### [Angezeigter Text]

»»

Führende Politiker treffen in New York zusammen, um über eine Ausweitung der Hilfen an jene Länder zu beraten, in denen Flüchtlinge zuerst Schutz suchen. Viele dieser Länder befinden sich aktuell an ihrer Belastungsgrenze. Dies gefährdet das Fundament des Flüchtlingsschutzes, das Prinzip des Non-Refoulement, welches Zwangsrückführungen an Orte verbietet, an denen den Betroffenen Verfolgung oder andere schwerwiegende Gefahren drohen. Derzeit befinden sich vor allem Menschen aus Afghanistan, Burma, der Demokratischen Republik Kongo, Eritrea, Honduras, dem Irak, Somalia und Syrien auf der Flucht.

„Millionen Menschen leben in Not und Ungewissheit“, so Kenneth Roth, Executive Director von Human Rights Watch. „Hier geht es nicht nur um mehr Geld und größere Aufnahmekontingente, sondern auch um die Verteidigung der Rechtsprinzipien zum Flüchtlingsschutz, die mehr denn je unter Beschuss stehen.“

In diesem Jahr hat Human Rights Watch zahlreiche Menschenrechtsverletzungen gegen Flüchtlinge dokumentiert: So beschossen türkische Grenzschutzbeamte Zivilisten, die offenbar Asyl suchten, und drängten sie gewaltsam zurück; Jordanien verweigerte syrischen Asylsuchenden an seiner Grenze die Einreise bzw. Unterstützung;  Kenia kündigte an, es werde im November das weltweit größte Flüchtlingslager schließen und die dort lebenden Somalier – trotz der möglichen Gefahren – zur Rückkehr in ihre Heimat zwingen; Pakistan und der Iran schikanierten afghanische Flüchtlinge, entzogen ihnen die Registrierung und zwangen sie zur Rückkehr in ihr umkämpftes Land.

««

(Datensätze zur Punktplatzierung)
»»

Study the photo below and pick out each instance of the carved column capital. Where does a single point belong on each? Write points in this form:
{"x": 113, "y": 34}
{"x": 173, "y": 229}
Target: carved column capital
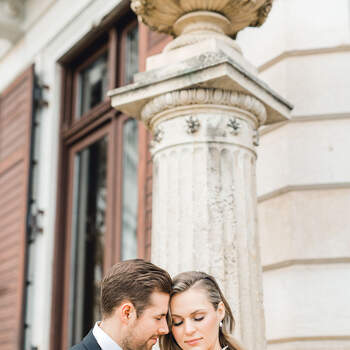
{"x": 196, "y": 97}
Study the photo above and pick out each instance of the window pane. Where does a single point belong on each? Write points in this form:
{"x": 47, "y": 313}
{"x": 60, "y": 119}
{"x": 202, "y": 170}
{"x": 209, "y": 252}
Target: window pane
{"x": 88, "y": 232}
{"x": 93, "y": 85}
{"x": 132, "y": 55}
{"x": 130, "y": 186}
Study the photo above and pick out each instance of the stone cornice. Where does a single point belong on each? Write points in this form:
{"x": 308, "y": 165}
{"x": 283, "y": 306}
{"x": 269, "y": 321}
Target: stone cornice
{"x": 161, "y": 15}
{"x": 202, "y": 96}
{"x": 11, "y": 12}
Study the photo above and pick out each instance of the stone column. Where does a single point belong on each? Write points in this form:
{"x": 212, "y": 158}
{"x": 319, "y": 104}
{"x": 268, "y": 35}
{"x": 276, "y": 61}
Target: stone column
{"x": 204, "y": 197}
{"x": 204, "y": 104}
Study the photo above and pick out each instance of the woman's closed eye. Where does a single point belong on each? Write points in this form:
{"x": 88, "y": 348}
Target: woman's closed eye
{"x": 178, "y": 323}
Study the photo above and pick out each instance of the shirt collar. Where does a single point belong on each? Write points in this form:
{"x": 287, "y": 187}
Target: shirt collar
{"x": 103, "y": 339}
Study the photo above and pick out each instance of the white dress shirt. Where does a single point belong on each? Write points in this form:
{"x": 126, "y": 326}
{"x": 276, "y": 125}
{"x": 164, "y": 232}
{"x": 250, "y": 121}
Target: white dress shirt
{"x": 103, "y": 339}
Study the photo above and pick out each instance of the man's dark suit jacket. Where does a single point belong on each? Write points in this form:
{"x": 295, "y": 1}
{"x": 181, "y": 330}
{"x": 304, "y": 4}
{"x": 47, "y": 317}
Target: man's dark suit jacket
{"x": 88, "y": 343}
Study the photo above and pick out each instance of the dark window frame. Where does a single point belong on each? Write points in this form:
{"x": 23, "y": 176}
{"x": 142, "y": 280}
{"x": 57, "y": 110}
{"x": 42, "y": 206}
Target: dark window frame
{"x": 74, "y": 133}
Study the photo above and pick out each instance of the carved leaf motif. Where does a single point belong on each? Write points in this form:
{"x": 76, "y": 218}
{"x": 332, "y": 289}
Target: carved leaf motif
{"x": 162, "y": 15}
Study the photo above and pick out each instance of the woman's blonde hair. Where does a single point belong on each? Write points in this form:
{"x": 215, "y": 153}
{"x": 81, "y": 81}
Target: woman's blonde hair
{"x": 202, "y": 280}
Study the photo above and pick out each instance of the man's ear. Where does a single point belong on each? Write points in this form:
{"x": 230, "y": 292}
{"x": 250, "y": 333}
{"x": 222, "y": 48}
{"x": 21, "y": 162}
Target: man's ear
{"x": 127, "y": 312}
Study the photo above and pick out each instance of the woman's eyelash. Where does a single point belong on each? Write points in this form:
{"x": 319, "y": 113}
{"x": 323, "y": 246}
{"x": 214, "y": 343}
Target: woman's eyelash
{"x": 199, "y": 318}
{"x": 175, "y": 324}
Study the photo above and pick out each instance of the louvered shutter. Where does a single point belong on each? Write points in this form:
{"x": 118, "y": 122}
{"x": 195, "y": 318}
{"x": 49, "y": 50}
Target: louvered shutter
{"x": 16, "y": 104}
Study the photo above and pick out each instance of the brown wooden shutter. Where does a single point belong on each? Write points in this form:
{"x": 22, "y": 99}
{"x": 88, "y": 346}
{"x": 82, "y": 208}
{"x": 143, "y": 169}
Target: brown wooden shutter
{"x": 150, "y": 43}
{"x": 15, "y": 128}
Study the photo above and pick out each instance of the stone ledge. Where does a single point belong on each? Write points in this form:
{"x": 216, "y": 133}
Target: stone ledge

««
»»

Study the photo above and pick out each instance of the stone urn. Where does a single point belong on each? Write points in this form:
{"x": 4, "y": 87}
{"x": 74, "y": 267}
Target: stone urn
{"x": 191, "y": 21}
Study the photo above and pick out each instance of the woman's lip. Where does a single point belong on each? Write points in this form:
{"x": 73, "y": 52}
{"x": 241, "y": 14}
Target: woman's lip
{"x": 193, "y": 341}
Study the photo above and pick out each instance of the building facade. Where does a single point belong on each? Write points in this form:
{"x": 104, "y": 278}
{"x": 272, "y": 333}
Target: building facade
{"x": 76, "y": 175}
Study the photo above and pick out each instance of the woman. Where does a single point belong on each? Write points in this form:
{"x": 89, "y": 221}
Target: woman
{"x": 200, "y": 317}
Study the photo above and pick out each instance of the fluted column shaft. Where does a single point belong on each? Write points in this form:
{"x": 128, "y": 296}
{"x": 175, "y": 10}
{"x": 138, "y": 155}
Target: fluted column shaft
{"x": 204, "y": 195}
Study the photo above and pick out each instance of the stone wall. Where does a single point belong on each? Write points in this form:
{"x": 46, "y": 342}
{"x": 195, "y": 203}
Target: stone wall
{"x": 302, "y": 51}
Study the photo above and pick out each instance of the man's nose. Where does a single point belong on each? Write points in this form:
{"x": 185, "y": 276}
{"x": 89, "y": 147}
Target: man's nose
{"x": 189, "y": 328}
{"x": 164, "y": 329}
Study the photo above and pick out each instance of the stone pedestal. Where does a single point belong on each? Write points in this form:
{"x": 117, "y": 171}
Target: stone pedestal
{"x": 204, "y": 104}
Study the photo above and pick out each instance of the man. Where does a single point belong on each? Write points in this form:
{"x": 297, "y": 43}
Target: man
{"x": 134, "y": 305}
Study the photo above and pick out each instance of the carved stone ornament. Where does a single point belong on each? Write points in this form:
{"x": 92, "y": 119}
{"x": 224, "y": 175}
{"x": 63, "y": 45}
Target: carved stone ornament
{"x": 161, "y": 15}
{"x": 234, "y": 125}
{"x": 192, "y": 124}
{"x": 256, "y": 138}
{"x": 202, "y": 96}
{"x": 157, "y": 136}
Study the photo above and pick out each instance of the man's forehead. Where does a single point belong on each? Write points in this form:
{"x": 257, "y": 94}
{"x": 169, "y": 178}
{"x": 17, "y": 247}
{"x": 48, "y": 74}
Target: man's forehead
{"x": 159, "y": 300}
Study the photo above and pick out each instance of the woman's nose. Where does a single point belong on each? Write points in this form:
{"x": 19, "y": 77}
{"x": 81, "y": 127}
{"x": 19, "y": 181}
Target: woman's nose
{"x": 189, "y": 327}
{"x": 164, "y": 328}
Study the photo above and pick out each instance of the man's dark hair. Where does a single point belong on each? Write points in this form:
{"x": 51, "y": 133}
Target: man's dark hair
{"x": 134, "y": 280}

««

### [Aufgabenstellung]
**A)** Welches Land hat laut dem Text zum Flüchtlingsschutz angekündigt, im November das weltweit größte Flüchtlingslager zu schließen?
**B)** Gib aus dem Text zum Flüchtlingsschutz die Stelle von „In diesem Jahr“ bis einschließlich „ihr umkämpftes Land.“ wortgetreu wieder.

### [Antworten]
**A)** Kenia

**B)**
In diesem Jahr hat Human Rights Watch zahlreiche Menschenrechtsverletzungen gegen Flüchtlinge dokumentiert: So beschossen türkische Grenzschutzbeamte Zivilisten, die offenbar Asyl suchten, und drängten sie gewaltsam zurück; Jordanien verweigerte syrischen Asylsuchenden an seiner Grenze die Einreise bzw. Unterstützung;  Kenia kündigte an, es werde im November das weltweit größte Flüchtlingslager schließen und die dort lebenden Somalier – trotz der möglichen Gefahren – zur Rückkehr in ihre Heimat zwingen; Pakistan und der Iran schikanierten afghanische Flüchtlinge, entzogen ihnen die Registrierung und zwangen sie zur Rückkehr in ihr umkämpftes Land.